### PROBLEM DESCRIPTION
Make an exact copy of the records that follow, with each picture omitted.

### Dataset entries
╔══

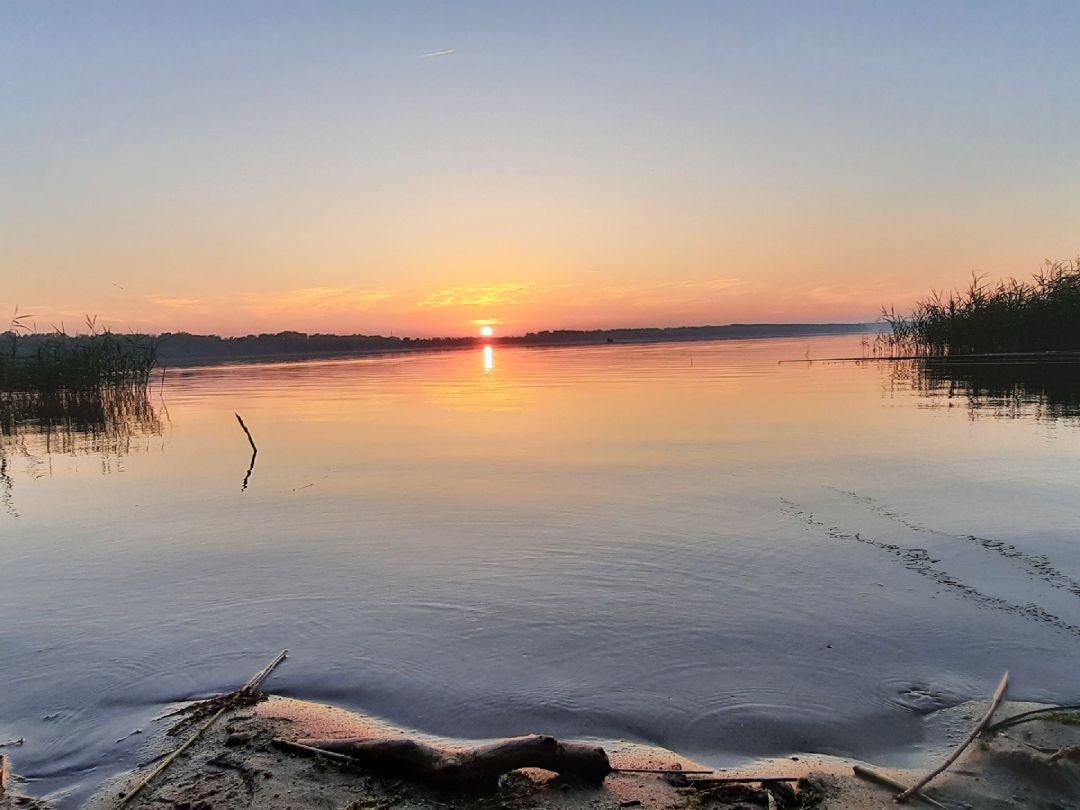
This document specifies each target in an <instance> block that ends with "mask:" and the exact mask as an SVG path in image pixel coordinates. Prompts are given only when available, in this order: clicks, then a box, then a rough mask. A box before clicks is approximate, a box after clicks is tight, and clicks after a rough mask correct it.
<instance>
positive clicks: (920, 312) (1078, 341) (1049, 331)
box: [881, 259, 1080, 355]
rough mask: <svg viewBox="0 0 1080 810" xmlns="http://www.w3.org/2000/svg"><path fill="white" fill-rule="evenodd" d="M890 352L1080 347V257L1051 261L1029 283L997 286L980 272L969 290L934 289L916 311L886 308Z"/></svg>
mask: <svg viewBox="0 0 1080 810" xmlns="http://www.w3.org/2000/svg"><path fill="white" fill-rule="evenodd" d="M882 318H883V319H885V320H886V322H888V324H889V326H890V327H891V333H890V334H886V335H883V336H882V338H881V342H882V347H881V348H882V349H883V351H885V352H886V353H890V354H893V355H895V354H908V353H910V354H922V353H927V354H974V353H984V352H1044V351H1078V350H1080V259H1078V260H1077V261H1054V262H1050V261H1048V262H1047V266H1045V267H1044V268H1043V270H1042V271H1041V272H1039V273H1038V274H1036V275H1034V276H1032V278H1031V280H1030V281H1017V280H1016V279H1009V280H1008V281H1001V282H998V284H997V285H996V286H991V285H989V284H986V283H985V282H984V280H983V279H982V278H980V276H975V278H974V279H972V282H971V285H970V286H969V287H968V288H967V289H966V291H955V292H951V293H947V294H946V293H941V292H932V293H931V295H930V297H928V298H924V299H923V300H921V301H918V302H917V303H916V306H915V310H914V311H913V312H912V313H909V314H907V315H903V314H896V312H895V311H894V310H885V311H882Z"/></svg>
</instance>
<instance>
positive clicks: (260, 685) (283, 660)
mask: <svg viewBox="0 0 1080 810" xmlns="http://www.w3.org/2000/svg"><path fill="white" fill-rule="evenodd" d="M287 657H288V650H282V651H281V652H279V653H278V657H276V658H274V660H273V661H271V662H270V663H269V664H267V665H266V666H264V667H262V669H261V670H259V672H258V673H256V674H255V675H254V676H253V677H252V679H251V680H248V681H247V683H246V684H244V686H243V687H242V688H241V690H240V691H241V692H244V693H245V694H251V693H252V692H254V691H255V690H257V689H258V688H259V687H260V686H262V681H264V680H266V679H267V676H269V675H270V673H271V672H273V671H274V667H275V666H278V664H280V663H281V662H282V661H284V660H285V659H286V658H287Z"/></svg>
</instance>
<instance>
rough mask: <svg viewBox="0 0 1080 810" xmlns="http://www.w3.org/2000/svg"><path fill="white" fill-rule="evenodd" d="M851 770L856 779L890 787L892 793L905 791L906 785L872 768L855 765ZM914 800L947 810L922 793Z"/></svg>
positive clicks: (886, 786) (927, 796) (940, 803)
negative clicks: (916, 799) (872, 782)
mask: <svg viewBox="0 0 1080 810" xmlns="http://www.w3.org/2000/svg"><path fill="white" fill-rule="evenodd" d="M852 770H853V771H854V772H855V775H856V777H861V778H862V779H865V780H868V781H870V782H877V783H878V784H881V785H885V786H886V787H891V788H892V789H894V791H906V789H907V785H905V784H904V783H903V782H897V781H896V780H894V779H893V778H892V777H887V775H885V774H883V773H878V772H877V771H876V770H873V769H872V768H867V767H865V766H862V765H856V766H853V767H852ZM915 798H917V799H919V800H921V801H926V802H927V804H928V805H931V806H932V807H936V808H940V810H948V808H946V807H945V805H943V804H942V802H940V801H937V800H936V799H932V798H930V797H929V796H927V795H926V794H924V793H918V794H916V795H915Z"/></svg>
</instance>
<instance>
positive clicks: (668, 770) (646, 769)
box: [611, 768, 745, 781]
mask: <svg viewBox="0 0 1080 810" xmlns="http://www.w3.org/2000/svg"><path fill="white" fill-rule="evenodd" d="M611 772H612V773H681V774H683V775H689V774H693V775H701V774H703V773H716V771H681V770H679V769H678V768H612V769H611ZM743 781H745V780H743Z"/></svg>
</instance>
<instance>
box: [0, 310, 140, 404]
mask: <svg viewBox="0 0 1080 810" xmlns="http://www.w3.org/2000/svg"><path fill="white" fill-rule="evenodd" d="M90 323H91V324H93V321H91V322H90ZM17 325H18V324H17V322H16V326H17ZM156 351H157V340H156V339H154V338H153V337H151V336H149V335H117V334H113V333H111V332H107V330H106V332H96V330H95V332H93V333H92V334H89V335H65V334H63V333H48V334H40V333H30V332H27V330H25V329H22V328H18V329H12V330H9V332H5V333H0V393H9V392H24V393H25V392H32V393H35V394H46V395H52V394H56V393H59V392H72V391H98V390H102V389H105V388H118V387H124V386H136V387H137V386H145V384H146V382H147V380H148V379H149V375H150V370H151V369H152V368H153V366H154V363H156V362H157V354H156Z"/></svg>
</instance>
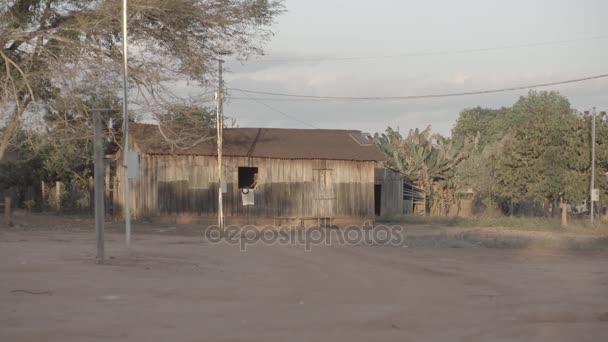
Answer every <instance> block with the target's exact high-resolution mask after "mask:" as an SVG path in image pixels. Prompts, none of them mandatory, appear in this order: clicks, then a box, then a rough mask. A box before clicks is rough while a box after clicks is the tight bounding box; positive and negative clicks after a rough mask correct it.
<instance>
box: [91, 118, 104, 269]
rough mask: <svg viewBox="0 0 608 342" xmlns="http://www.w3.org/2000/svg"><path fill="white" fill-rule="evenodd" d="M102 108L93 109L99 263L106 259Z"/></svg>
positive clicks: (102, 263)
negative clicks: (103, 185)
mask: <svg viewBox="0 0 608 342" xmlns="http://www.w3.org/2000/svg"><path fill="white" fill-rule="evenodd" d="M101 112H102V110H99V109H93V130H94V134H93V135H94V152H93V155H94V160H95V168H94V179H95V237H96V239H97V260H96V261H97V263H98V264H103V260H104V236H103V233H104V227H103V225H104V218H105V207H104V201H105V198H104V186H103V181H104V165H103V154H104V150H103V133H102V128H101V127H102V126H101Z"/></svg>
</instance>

╚══

### TASK ANSWER
This document specifies each target in an <instance> block that ends with "mask:" and the exact mask as an SVG path in image pixel coordinates. Prompts are given only when available, in this order: clicks, then a box, then a rough mask. A box before clicks is approximate, a box after clicks is tight, and clicks after a rough mask correct it.
<instance>
positive clicks: (920, 312) (1078, 341) (1049, 331)
box: [881, 259, 1080, 355]
rough mask: <svg viewBox="0 0 1080 810" xmlns="http://www.w3.org/2000/svg"><path fill="white" fill-rule="evenodd" d="M890 352L1080 347V257L1051 261L1029 283L997 286L980 272L969 290L934 289L916 311L886 308Z"/></svg>
mask: <svg viewBox="0 0 1080 810" xmlns="http://www.w3.org/2000/svg"><path fill="white" fill-rule="evenodd" d="M882 318H883V319H885V320H886V322H888V324H889V326H890V327H891V333H890V334H886V335H883V336H882V338H881V342H882V347H881V348H882V349H883V351H885V352H886V353H890V354H893V355H895V354H908V353H910V354H922V353H927V354H974V353H984V352H1044V351H1078V350H1080V259H1078V260H1077V261H1054V262H1050V261H1048V262H1047V266H1045V267H1044V268H1043V270H1042V271H1041V272H1039V273H1038V274H1036V275H1034V276H1032V278H1031V280H1030V281H1017V280H1016V279H1009V280H1008V281H1001V282H998V284H997V285H996V286H991V285H989V284H986V283H985V282H984V280H983V279H982V278H980V276H975V278H974V279H972V282H971V285H970V286H969V287H968V288H967V289H966V291H955V292H951V293H947V294H946V293H941V292H932V293H931V295H930V297H928V298H924V299H923V300H921V301H918V302H917V303H916V306H915V310H914V311H913V312H912V313H909V314H907V315H903V314H896V312H895V311H894V310H885V311H882Z"/></svg>
</instance>
<instance>
positive clicks: (260, 685) (283, 660)
mask: <svg viewBox="0 0 1080 810" xmlns="http://www.w3.org/2000/svg"><path fill="white" fill-rule="evenodd" d="M287 657H288V650H282V651H281V652H279V653H278V657H276V658H274V660H273V661H271V662H270V663H269V664H267V665H266V666H264V667H262V669H261V670H259V672H258V673H256V674H255V675H254V676H253V677H252V679H251V680H248V681H247V683H246V684H244V686H243V687H242V688H241V690H240V691H241V692H244V693H245V694H251V693H252V692H254V691H255V690H257V689H258V688H259V687H260V686H262V681H264V680H266V679H267V676H269V675H270V673H271V672H273V671H274V667H275V666H278V664H280V663H281V662H282V661H284V660H285V659H286V658H287Z"/></svg>
</instance>
<instance>
rough mask: <svg viewBox="0 0 1080 810" xmlns="http://www.w3.org/2000/svg"><path fill="white" fill-rule="evenodd" d="M851 770L856 779L890 787L892 793L905 791L906 785L872 768L855 765ZM914 800L947 810L922 793Z"/></svg>
positive clicks: (886, 786) (927, 796) (940, 803)
negative clicks: (916, 799) (872, 782)
mask: <svg viewBox="0 0 1080 810" xmlns="http://www.w3.org/2000/svg"><path fill="white" fill-rule="evenodd" d="M852 770H853V771H854V772H855V775H856V777H861V778H862V779H865V780H868V781H870V782H877V783H878V784H881V785H885V786H886V787H891V788H892V789H894V791H906V789H907V785H905V784H904V783H903V782H897V781H896V780H894V779H893V778H892V777H887V775H885V774H883V773H878V772H877V771H876V770H873V769H872V768H867V767H865V766H862V765H856V766H853V767H852ZM915 798H917V799H919V800H921V801H926V802H927V804H928V805H931V806H932V807H936V808H940V810H948V808H946V807H945V805H943V804H942V802H940V801H937V800H936V799H932V798H930V797H929V796H927V795H926V794H924V793H918V794H916V795H915Z"/></svg>
</instance>
<instance>
positive clicks: (668, 770) (646, 769)
box: [611, 768, 745, 781]
mask: <svg viewBox="0 0 1080 810" xmlns="http://www.w3.org/2000/svg"><path fill="white" fill-rule="evenodd" d="M611 772H612V773H681V774H683V775H689V774H693V775H701V774H703V773H716V771H681V770H679V769H678V768H612V769H611ZM743 781H745V780H743Z"/></svg>
</instance>
<instance>
box: [0, 310, 140, 404]
mask: <svg viewBox="0 0 1080 810" xmlns="http://www.w3.org/2000/svg"><path fill="white" fill-rule="evenodd" d="M90 323H91V324H93V321H91V322H90ZM17 325H18V324H17V322H16V326H17ZM156 351H157V340H156V339H154V338H153V337H151V336H149V335H117V334H113V333H111V332H107V330H106V332H96V330H95V332H93V333H92V334H89V335H65V334H63V333H48V334H40V333H30V332H27V330H25V329H22V328H18V329H12V330H9V332H5V333H0V393H9V392H24V393H25V392H32V393H35V394H46V395H52V394H56V393H59V392H72V391H98V390H102V389H105V388H118V387H124V386H136V387H137V386H145V384H146V382H147V380H148V379H149V375H150V370H151V369H152V368H153V366H154V363H156V362H157V354H156Z"/></svg>
</instance>
Answer every <instance> block with the target's exact high-resolution mask after "mask:" as an SVG path in image pixels. Prompts, none of them mandatory, appear in this order: clicks, then a box, then a rough mask. A box before clicks is rough while a box after clicks is the tight bounding box; positive and negative clicks after a rough mask correct it.
<instance>
box: [91, 118, 104, 269]
rough mask: <svg viewBox="0 0 608 342" xmlns="http://www.w3.org/2000/svg"><path fill="white" fill-rule="evenodd" d="M102 108L93 109L99 263L106 259Z"/></svg>
positive clicks: (102, 263)
negative clicks: (103, 185)
mask: <svg viewBox="0 0 608 342" xmlns="http://www.w3.org/2000/svg"><path fill="white" fill-rule="evenodd" d="M101 112H102V110H99V109H93V130H94V134H93V135H94V152H93V155H94V160H95V168H94V179H95V237H96V239H97V260H96V261H97V263H98V264H103V260H104V236H103V233H104V227H103V225H104V218H105V207H104V201H105V198H104V186H103V181H104V165H103V154H104V150H103V133H102V128H101V127H102V126H101Z"/></svg>
</instance>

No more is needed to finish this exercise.